EXERCISE OBJECTIVE: Could the entries below be retyped exactly and in full?

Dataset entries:
***

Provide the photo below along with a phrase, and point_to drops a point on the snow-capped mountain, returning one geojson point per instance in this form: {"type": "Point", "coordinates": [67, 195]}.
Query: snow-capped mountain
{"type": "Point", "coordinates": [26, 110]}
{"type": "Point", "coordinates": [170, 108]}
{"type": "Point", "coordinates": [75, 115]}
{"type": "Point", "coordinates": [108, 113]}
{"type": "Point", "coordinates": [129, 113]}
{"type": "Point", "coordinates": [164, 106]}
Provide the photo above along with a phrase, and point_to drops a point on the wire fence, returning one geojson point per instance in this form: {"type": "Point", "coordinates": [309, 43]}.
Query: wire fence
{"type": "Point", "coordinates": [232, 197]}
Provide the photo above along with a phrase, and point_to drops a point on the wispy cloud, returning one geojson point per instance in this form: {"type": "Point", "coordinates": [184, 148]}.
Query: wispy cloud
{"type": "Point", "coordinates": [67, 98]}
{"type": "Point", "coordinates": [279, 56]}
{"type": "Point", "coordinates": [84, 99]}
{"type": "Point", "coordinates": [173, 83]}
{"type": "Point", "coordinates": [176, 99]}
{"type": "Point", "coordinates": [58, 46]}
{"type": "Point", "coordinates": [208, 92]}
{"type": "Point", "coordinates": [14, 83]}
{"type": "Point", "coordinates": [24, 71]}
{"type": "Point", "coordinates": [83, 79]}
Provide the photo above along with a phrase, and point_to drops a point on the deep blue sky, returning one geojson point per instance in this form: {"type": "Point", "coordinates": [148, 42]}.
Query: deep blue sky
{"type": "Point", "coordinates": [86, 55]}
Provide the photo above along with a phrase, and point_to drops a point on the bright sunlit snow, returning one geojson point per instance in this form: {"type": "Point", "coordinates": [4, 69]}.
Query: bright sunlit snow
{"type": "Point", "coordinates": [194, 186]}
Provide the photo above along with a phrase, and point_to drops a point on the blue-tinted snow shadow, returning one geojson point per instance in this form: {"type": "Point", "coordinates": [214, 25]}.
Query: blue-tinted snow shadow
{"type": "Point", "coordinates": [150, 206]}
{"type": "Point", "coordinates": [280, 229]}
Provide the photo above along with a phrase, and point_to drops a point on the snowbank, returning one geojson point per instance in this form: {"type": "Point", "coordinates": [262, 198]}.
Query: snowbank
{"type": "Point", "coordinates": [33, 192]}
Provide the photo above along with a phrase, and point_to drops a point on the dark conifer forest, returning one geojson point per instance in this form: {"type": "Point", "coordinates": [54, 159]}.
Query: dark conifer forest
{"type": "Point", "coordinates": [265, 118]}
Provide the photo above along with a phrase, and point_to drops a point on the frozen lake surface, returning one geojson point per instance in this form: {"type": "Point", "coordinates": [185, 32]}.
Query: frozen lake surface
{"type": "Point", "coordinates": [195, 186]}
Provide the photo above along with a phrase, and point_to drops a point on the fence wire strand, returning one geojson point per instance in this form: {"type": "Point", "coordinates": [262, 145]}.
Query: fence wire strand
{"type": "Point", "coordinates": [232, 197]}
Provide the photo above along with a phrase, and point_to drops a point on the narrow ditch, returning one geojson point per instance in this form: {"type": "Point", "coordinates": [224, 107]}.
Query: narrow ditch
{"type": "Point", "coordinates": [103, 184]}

***

TASK OUTPUT:
Provide the photo below along with a phrase, and point_to drops a point on the snow-capped mountain, returning one geojson point per instance in this form: {"type": "Point", "coordinates": [67, 195]}.
Query: snow-capped mountain
{"type": "Point", "coordinates": [26, 110]}
{"type": "Point", "coordinates": [170, 108]}
{"type": "Point", "coordinates": [75, 115]}
{"type": "Point", "coordinates": [108, 113]}
{"type": "Point", "coordinates": [129, 113]}
{"type": "Point", "coordinates": [164, 106]}
Provide the photo above along with a phrase, and point_to drops a point on the wire fence, returning one geojson point per instance in this form: {"type": "Point", "coordinates": [309, 43]}.
Query: wire fence
{"type": "Point", "coordinates": [232, 197]}
Provide the photo above along with a phrase, and point_to drops a point on the wispy cloud, returning one geojson point per instance in this form: {"type": "Point", "coordinates": [184, 148]}.
Query: wispy cloud
{"type": "Point", "coordinates": [67, 98]}
{"type": "Point", "coordinates": [279, 56]}
{"type": "Point", "coordinates": [84, 99]}
{"type": "Point", "coordinates": [173, 83]}
{"type": "Point", "coordinates": [176, 99]}
{"type": "Point", "coordinates": [58, 46]}
{"type": "Point", "coordinates": [208, 92]}
{"type": "Point", "coordinates": [14, 83]}
{"type": "Point", "coordinates": [24, 71]}
{"type": "Point", "coordinates": [83, 79]}
Provide the photo above along with a phrase, and point_to drops a point on the deep blue sky, returning one geojson point per instance in this form: {"type": "Point", "coordinates": [148, 42]}.
Query: deep blue sky
{"type": "Point", "coordinates": [86, 55]}
Provide the photo above along with a phrase, and point_to drops a point on the bright sunlit snow, returning one geojson point per instance in this form: {"type": "Point", "coordinates": [4, 69]}.
Query: bright sunlit snow
{"type": "Point", "coordinates": [194, 186]}
Provide the photo above along with a phrase, and point_to drops a point on the blue-tinted snow shadow, returning one geojson point per instance in this form: {"type": "Point", "coordinates": [214, 25]}.
Query: blue-tinted snow shadow
{"type": "Point", "coordinates": [150, 206]}
{"type": "Point", "coordinates": [280, 229]}
Provide the photo above along with a phrase, and point_to drops a point on the snowbank, returning one geojson point per instance in this form: {"type": "Point", "coordinates": [262, 198]}.
Query: snowbank
{"type": "Point", "coordinates": [33, 192]}
Provide the photo above along with a phrase, and point_to drops a point on the dark conifer forest, returning one geojson point per instance in this form: {"type": "Point", "coordinates": [54, 159]}.
Query: dark conifer forest
{"type": "Point", "coordinates": [265, 118]}
Provide the photo above along with a phrase, and point_to drops a point on the frozen lake surface, returning one geojson point per instance in this form: {"type": "Point", "coordinates": [185, 32]}.
Query: frozen lake surface
{"type": "Point", "coordinates": [195, 186]}
Provide the photo above along with a phrase, and point_to drops a point on the fence wire strand, returning one geojson point per instance in this form: {"type": "Point", "coordinates": [262, 145]}.
Query: fence wire strand
{"type": "Point", "coordinates": [232, 197]}
Provide the photo above along with a phrase, and point_to drops a point on the narrow ditch, returning one geojson point per instance in this form: {"type": "Point", "coordinates": [224, 107]}.
Query: narrow ditch
{"type": "Point", "coordinates": [103, 184]}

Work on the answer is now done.